Action item: Your answer must be a word-for-word copy of the data.

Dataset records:
=======
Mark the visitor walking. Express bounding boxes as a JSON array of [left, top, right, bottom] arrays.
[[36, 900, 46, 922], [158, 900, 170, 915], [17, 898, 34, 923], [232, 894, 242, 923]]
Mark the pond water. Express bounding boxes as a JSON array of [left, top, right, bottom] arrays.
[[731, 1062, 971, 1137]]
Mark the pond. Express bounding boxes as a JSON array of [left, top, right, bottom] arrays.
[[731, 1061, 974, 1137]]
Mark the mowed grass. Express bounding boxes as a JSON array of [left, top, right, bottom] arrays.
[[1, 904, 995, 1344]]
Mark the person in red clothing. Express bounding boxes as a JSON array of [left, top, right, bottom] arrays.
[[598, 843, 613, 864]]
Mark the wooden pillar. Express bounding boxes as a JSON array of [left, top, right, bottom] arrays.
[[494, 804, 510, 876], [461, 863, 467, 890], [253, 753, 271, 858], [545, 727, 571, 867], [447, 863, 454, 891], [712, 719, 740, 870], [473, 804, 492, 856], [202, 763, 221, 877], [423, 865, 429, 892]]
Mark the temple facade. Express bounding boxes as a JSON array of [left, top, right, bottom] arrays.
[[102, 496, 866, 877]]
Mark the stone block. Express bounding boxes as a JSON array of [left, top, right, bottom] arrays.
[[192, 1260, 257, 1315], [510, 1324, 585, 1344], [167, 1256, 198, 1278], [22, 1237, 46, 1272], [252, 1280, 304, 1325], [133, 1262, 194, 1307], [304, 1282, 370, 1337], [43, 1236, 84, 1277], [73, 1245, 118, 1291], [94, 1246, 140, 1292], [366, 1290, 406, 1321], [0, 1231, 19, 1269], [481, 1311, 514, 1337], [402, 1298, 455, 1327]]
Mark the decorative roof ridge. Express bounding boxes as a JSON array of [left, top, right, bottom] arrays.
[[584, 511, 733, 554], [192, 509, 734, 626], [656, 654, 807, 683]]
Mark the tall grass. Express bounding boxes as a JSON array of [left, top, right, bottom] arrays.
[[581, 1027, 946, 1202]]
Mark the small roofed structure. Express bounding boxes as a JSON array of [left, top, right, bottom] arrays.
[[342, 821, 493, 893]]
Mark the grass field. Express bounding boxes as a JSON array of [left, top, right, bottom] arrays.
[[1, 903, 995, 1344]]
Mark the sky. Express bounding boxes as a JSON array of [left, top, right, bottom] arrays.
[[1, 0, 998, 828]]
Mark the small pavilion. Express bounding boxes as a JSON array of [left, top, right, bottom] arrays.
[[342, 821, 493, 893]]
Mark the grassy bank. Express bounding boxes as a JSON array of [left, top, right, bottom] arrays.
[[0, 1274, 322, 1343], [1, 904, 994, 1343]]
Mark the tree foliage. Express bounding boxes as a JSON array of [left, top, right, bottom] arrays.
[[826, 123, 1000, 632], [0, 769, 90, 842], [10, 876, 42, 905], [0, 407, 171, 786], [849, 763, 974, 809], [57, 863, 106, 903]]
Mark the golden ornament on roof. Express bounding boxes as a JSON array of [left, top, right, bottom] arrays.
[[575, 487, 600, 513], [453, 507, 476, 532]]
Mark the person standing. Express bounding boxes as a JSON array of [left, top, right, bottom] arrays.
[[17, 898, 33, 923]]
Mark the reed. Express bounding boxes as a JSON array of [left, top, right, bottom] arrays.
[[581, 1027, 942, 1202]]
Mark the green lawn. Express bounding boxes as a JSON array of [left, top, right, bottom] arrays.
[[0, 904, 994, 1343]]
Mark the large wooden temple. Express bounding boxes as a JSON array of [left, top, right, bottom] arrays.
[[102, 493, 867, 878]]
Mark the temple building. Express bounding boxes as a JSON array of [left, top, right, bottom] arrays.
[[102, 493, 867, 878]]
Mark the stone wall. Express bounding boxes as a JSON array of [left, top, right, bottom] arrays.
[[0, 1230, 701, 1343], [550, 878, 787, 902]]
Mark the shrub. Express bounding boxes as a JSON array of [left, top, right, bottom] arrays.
=======
Exercise answer:
Mark the visitor walking. Express bounding boxes as a JSON array of [left, top, right, bottom] arrays.
[[36, 900, 46, 922], [158, 900, 170, 915], [17, 898, 34, 923], [232, 894, 242, 923]]
Mark the pond water. Express bounding boxes as a JSON array of [left, top, right, bottom] arrays.
[[731, 1062, 971, 1137]]
Mark the pond. Express bounding boxes as a JSON array of [left, top, right, bottom] arrays.
[[731, 1061, 974, 1137]]
Mark the mowed grass. Express bounding boxes as a JSON array of [left, top, right, bottom] arrays.
[[1, 904, 995, 1344]]
Mark the person in red clothing. Express bounding boxes as a JSON array of [left, top, right, bottom] arrays.
[[598, 843, 613, 864]]
Mark the wooden pillar. Express bounding boxes as a JSON array of [left, top, right, bottom] arrays.
[[494, 804, 510, 876], [461, 863, 467, 890], [253, 753, 271, 858], [545, 727, 571, 867], [447, 863, 454, 891], [712, 719, 740, 870], [473, 804, 492, 856], [202, 763, 221, 877], [423, 865, 429, 892]]
Mark the temple facade. Express bounding boxes as a JSON array of [left, top, right, bottom] arrays.
[[102, 496, 866, 877]]
Mark the stone block. Express bounding boxes as a JSON array of [left, top, right, bottom] arrays.
[[192, 1260, 257, 1315], [510, 1324, 585, 1344], [167, 1256, 198, 1278], [22, 1237, 46, 1272], [252, 1280, 304, 1325], [133, 1262, 194, 1307], [304, 1282, 370, 1337], [43, 1236, 84, 1277], [73, 1245, 118, 1291], [94, 1246, 140, 1292], [366, 1290, 406, 1321], [0, 1231, 19, 1269], [481, 1311, 514, 1337], [402, 1298, 455, 1327]]
Mark the decorative roof ridge. Express bounding boxes as a JSON array of [left, top, right, bottom] arrays.
[[584, 511, 733, 554], [192, 509, 734, 626], [656, 654, 807, 683]]
Mark the tall grass. Express bounding boxes as a JSON array of [left, top, right, bottom] arrays.
[[581, 1027, 946, 1202]]
Mark the small roofed structure. Express bounding boxes as a JSON array of [left, top, right, bottom] arrays.
[[342, 821, 493, 893]]
Mark the grass field. Express bounding boxes as a JSON array of [left, top, right, bottom] arrays.
[[1, 903, 995, 1344]]
Mark the sky. Express bounding boxes as a JSON array of [left, top, right, bottom] arrays.
[[1, 0, 998, 828]]
Mark the small pavilion. Express bounding boxes as a JSON array of [left, top, right, bottom] arrays.
[[342, 821, 493, 893]]
Mark the grassy bank. Express bounding boxes as a JSON array of [left, top, right, bottom] arrays.
[[0, 1274, 322, 1343], [1, 904, 994, 1343]]
Mark the tree foliage. Express bounding boxes as a JSON array of [left, top, right, bottom] arrays.
[[826, 123, 1000, 632], [0, 769, 90, 842], [10, 876, 42, 905], [0, 407, 171, 786], [849, 763, 974, 809], [57, 863, 106, 903]]
Mark the golden ornament on roof. Express bounding boxes as a JSON array of [left, top, right, bottom] arrays.
[[575, 487, 600, 513], [453, 507, 476, 532]]
Mark the person standing. Express bounding boxes as a JSON array of [left, top, right, bottom] arrays.
[[17, 898, 33, 923]]
Mark the reed. Express bounding boxes as a JSON array of [left, top, right, bottom] arrays.
[[581, 1027, 942, 1202]]
Mark the green lawn. Express bounding boxes as a JSON array of [left, top, right, bottom] arrays.
[[0, 904, 994, 1343]]
Mark the large wooden temple. Express bounding boxes as a JSON array of [left, top, right, bottom] arrays.
[[102, 493, 867, 878]]
Mark the temple building. Express bounding boxes as a JSON array of [left, top, right, bottom] arrays.
[[102, 493, 867, 878]]
Mark the stone wall. Express bounding boxes as a JSON array of [left, top, right, bottom] arrays.
[[0, 1230, 701, 1343], [550, 878, 787, 902]]
Mark the shrub. Express bounding boxes as a JSON array of [left, top, right, bottom] arrays.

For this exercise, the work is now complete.